Data lines:
%%
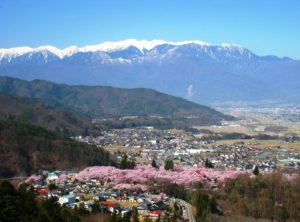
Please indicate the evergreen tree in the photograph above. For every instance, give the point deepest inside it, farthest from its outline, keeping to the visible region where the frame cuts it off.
(169, 165)
(208, 164)
(153, 164)
(256, 171)
(135, 215)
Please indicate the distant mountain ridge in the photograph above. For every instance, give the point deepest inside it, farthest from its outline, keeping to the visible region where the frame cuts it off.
(195, 70)
(107, 102)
%%
Written exercise:
Repeat, exactly and only, the lines above from the one containing "Please indicate the distant" through the end of the material.

Exercise response:
Please indicate the distant mountain ridge in the photograph above. For every instance, give the point deepest inside it, farthest from its outline, keeping to the visible region where the frame cuts it off.
(195, 70)
(107, 102)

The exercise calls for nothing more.